§ CONSIGNES:
[1] D'après l'extrait choisi sur le film consacré à Van Gogh, pourquoi le peintre n'aurait-il pas accusé les deux adolescents, selon la version retenue par le réalisateur ? Répondez en une à trois phrases.
[2] Sur quelle plateforme peut-on voir le film dont parle l'extrait choisi ?

§ EXTRAIT CHOISI:
Une suite de scènes inspirées de la vie de Van Gogh
Dans le film, ce dernier remplit le carnet de croquis et d’esquisses dessinés à la hâte avec des fusains taillés par ses soins. Schnabel, qui n’a pas voulu faire un biopic mais une suite de scènes inspirées de la vie de Van Gogh et de certaines de ces toiles, reprend ainsi la thèse d’un artiste sans-le-sou, confectionnant ses propres outils et empilant parfois les créations sur une même toile. Et appuie l’idée selon laquelle Van Gogh, très prolifique, a peint aussi de mémoire et non pas uniquement sur l’instant.
Par ailleurs, Julian Schnabel n’adhère pas à la thèse du suicide de Van Gogh. L’histoire retient en effet que le dimanche 27 juillet 1890, dans un champ derrière le château où il peint, à Auvers-sur-Oise, il se tire un coup de revolver dans la poitrine avant de succomber deux jours plus tard. Le réalisateur présente une autre version, avancée en 2011 dans une biographie. Vincent van Gogh aurait en fait été victime d’une balle tirée accidentellement par deux adolescents qui jouaient près du champ avec une arme de mauvaise facture. Il n’aurait pas voulu les incriminer dans le but de les protéger.
Bref, chacun se fera son avis après avoir vu ce film qui se concentre sur la dernière partie de la vie de Van Gogh. Un film uniquement disponible sur la plateforme Netflix et où, outre Dafoe, Rupert Friend, Emmanuelle Seigner, Niels Arestrup et Mathieu Amalric figurent au générique.

§ EXTRAIT DES DONNÉES:
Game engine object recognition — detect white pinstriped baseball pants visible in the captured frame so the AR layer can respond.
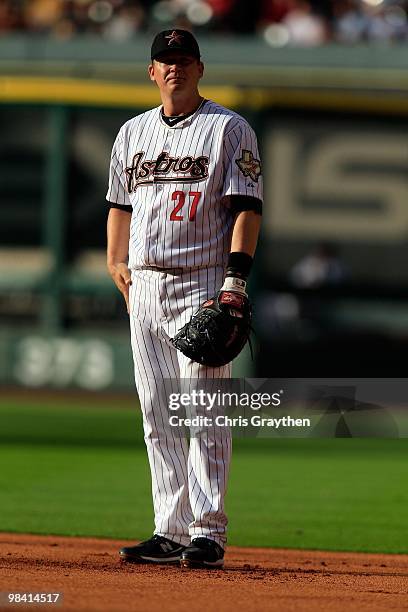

§ CORRIGÉ:
[1] Selon la version reprise par Julian Schnabel, Van Gogh aurait été touché par une balle tirée accidentellement par deux adolescents qui jouaient près du champ. Il n'aurait pas voulu les incriminer afin de les protéger.

[2] Uniquement sur Netflix.